» **What the exercise asks**: Would you repeat each line below exactly, without the pictures?

[Referring expression data]
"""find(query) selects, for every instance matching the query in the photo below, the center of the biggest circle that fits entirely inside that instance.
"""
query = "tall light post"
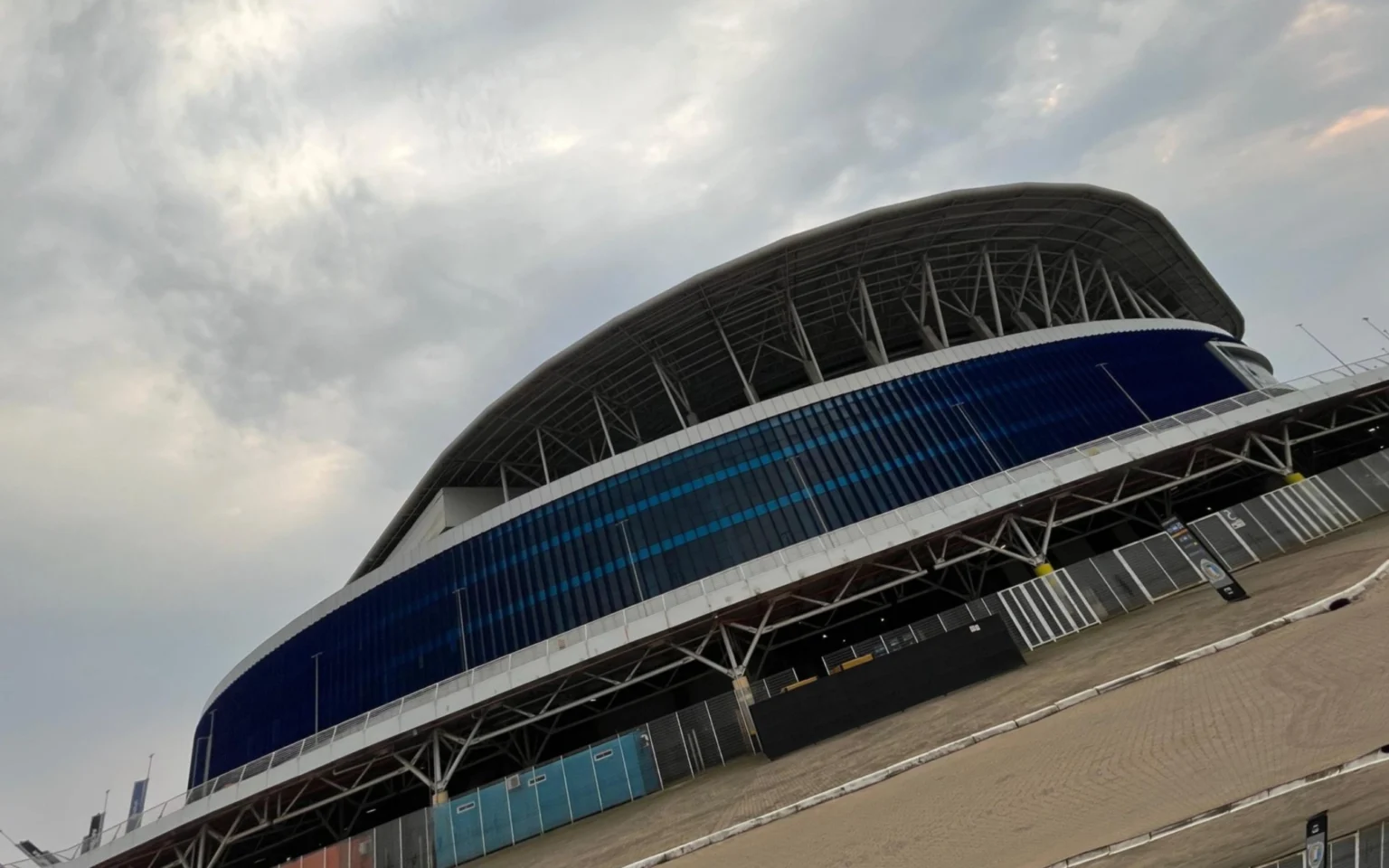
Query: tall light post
(1323, 346)
(207, 749)
(1104, 367)
(985, 443)
(463, 637)
(316, 689)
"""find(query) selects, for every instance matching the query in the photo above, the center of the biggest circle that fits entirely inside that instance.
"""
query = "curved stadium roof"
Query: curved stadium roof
(681, 341)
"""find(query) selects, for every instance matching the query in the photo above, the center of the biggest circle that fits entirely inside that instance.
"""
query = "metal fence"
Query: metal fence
(1362, 849)
(1054, 464)
(1135, 575)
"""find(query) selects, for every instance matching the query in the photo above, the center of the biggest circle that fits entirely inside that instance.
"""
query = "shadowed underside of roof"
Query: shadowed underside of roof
(649, 371)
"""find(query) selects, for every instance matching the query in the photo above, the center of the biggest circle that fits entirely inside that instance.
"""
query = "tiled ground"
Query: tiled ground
(1167, 720)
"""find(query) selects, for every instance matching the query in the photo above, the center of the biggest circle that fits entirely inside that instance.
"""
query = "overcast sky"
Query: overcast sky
(260, 263)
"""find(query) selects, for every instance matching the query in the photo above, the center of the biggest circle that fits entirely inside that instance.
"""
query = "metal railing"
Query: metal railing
(1367, 847)
(655, 606)
(1080, 596)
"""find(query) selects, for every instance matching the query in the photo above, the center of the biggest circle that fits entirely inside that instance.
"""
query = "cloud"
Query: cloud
(260, 263)
(1350, 122)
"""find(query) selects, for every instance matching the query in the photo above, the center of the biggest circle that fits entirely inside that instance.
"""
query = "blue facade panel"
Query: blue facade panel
(704, 508)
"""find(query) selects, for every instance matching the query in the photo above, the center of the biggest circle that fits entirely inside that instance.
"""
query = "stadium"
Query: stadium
(979, 407)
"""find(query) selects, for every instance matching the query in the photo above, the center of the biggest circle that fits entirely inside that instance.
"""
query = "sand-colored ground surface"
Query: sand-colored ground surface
(1271, 829)
(1285, 704)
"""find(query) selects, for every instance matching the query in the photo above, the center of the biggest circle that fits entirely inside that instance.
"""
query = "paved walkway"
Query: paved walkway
(1284, 706)
(1267, 831)
(754, 787)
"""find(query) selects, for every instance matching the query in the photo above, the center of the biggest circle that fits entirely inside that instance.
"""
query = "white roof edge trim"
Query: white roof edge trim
(401, 561)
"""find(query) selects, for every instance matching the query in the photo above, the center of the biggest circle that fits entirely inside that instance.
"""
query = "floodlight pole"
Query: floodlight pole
(463, 637)
(1104, 367)
(316, 689)
(1323, 346)
(982, 442)
(207, 749)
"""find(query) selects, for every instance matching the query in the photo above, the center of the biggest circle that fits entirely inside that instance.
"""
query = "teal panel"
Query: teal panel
(467, 828)
(640, 764)
(582, 785)
(609, 767)
(525, 810)
(496, 816)
(552, 795)
(445, 855)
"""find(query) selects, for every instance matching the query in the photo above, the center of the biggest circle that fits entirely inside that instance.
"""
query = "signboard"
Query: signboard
(93, 835)
(1316, 847)
(137, 806)
(1205, 561)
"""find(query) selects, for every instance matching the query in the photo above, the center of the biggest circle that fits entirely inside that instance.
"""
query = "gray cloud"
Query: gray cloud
(260, 264)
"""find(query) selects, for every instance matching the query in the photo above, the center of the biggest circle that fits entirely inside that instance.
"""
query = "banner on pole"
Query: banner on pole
(137, 805)
(1203, 560)
(1316, 849)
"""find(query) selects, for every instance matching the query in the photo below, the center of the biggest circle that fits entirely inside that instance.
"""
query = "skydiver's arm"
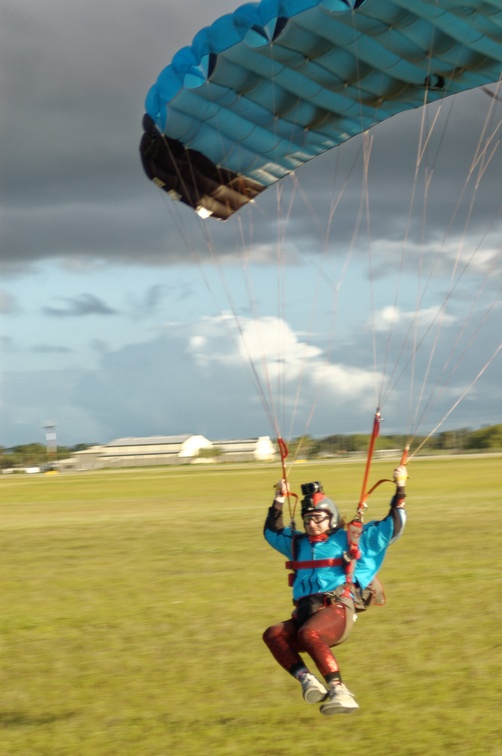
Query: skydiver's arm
(274, 521)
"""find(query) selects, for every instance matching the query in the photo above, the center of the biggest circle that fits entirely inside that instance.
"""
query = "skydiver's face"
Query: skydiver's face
(316, 523)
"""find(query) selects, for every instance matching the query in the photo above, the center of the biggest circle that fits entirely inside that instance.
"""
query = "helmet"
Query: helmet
(315, 500)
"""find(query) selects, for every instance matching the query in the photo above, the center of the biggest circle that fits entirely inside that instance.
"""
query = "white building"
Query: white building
(173, 450)
(259, 449)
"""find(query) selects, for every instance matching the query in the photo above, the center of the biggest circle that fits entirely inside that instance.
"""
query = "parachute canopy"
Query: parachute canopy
(276, 83)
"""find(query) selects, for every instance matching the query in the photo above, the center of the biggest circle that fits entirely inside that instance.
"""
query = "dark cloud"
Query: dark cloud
(80, 306)
(50, 349)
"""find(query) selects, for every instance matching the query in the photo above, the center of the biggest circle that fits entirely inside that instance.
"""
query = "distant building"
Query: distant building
(259, 449)
(172, 450)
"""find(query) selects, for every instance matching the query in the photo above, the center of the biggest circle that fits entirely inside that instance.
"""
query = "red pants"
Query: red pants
(315, 637)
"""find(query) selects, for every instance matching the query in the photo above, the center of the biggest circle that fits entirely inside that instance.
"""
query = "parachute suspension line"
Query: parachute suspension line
(365, 208)
(460, 398)
(423, 140)
(371, 448)
(483, 155)
(266, 404)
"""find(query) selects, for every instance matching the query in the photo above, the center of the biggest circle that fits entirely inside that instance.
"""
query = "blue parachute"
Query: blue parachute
(276, 83)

» **Task output**:
"""find(query) selects, for every instance matching the query in the photo below, the center of the biggest circle that fits entirely inside that instance.
"""
query = "tall light post"
Query: tall light post
(1323, 346)
(207, 749)
(1104, 367)
(985, 443)
(463, 637)
(316, 689)
"""find(query) selects, for every instance matching the query in the photo above, the center of the biggest circle that fits entirely inside that instance.
"""
query = "curved stadium roof"
Query: curved stadium roof
(681, 341)
"""find(query) selects, for every instance matching the query in the photo above, the center of the biggest circle that fits entirely inside that instance.
"""
query = "metal fence"
Query: metal fence
(1362, 849)
(1054, 464)
(1135, 575)
"""find(query) selects, for every instance matching the query in the photo above, the center of the biggest circle that fits entirely inside that instance.
"""
query = "shadowed underside of roof"
Query: shadowed underside of roof
(649, 371)
"""find(query) selects, for every instance matching the query in the photo above, the center of the biggest circle that fits entirely inside that instance.
"""
query = "tiled ground"
Query: tiled ground
(1167, 720)
"""find(query) selects, for every instance matching the query in the photo above, the center of the biggest circle that fits entirely inside that instance.
"""
query = "overcast sky"
Query: overcast sky
(260, 263)
"""find(query) selects, for every instance matching the query in the photo above, the center of the biggest circle that fits entirely inside that instance.
"""
query = "metal railing"
Query: metal railing
(1367, 847)
(655, 606)
(1080, 596)
"""find(query) selects, for every instance matching the query in the photo above, the center of the biggest circle that fits entirely inside that instance.
"""
query = "cloud"
Query: cloud
(260, 263)
(1350, 122)
"""find(query) selects, for every instance matching the query in the photo above, the center of the biggest circle that fits entirely inside that instance.
"""
query = "blue facade panel"
Query: blue facade panel
(704, 508)
"""find(query) selects, for every instance matching the query in the photo above, the center of the biggest circle that fits entirely inside that instance.
"""
query = "stadium"
Query: stadium
(979, 407)
"""find(query) selects, for every instance matching the query in the photo above, the center of the biggest circle that fits entirely inside that instance.
"""
query = "sand-colored ground surface"
Query: sand-colored ground surface
(1271, 829)
(1285, 704)
"""find(query) selects, for every instance matching the query in the photo above, the center of the biggest circle that fits entirely inside that instance.
"""
query = "paved walkway"
Query: paved walkway
(1284, 706)
(1267, 831)
(754, 787)
"""find(query) selects, for every instance matching the query in the photo above, the center of the biggest circle that fits entirely inside that instance.
"""
query = "white roof edge trim"
Query: white roof edge trim
(401, 561)
"""find(query) selects, for every instance matching the query in the photo above, the center of the biggest circle that fits entirely inside that instance.
"""
query = "floodlight pole"
Query: floodlight pole
(463, 637)
(1104, 367)
(316, 689)
(1323, 346)
(982, 442)
(207, 749)
"""find(query) selects, for every instance matching the query in the photo above, the center of the biggest circle that fits entirely inside that instance.
"""
query = "teal panel"
Query: teal panel
(467, 828)
(640, 764)
(582, 785)
(609, 767)
(525, 810)
(496, 816)
(552, 795)
(445, 855)
"""find(query) selects, for every instance matching the query in the photo above, the center of the biggest circle that fits entirely inside that instance.
"""
query = "signboard"
Query: signboard
(93, 835)
(1316, 847)
(137, 806)
(1205, 561)
"""find(query) selects, for every instance matching the query in the photo above, the center of the biggest circle that fits entirely inside that instance.
"""
query = "gray cloud"
Query: gray cloud
(260, 264)
"""find(query) selects, for every instance matching the query in the photo above, the center of the biggest circle that fits entirely inside that instance.
"""
query = "banner on pole"
Query: banner on pole
(137, 805)
(1203, 560)
(1316, 849)
"""find(query) selects, for every instance matching the query in the photo below, the center of the biggest circle that fits entirely inside that instance.
"""
query = "skydiver's arm"
Query: skydiver's arm
(274, 521)
"""find(query) selects, for every instance matching the query in the photo above, the center of the biggest circle that fits entirely inside that instance.
"""
query = "skydiver's face"
Query: skydiver's face
(316, 523)
"""find(query) selects, for every instance matching the query in the photo above, the center of the biggest circle that fits entirely inside that instance.
"""
query = "helmet"
Query: helmet
(315, 500)
"""find(query) selects, for every instance matching the query in the photo above, the center of the biggest circle that fits entirely inside that instance.
"""
query = "white building"
Query: white building
(173, 450)
(259, 449)
"""find(query) selects, for every instance matching the query in the photo above, the center of the biggest circle that fits entirely inside that instance.
"""
query = "parachute canopy"
Query: parachute canopy
(276, 83)
"""find(query) selects, for every instance matching the query in the photo above, the center of the biggest circle that fits entirely inside that instance.
"""
query = "dark cloud"
Query: dark cloud
(80, 306)
(50, 349)
"""find(query) selects, for every instance matching the query in the photo above, the center of the biggest circle that fits entirely inside that instance.
"""
query = "distant building"
Query: distant building
(259, 449)
(172, 450)
"""find(query) selects, for every instance matching the query in the photo above, the center of the biggest circle that fits entirely inside that instance.
"""
query = "red pants"
Query: red pants
(315, 637)
"""find(query) selects, for every instance matching the query in the photo above, the center of the biggest circle that fits entirely inside that instance.
"""
query = "parachute suspension line"
Query: parachute suspension line
(365, 208)
(460, 398)
(423, 140)
(371, 448)
(483, 155)
(266, 404)
"""find(query) selects, for every instance matching the query in the photo above, the center of the biggest circle that fits entirely inside that instance.
"""
query = "blue parachute"
Query: blue parachute
(276, 83)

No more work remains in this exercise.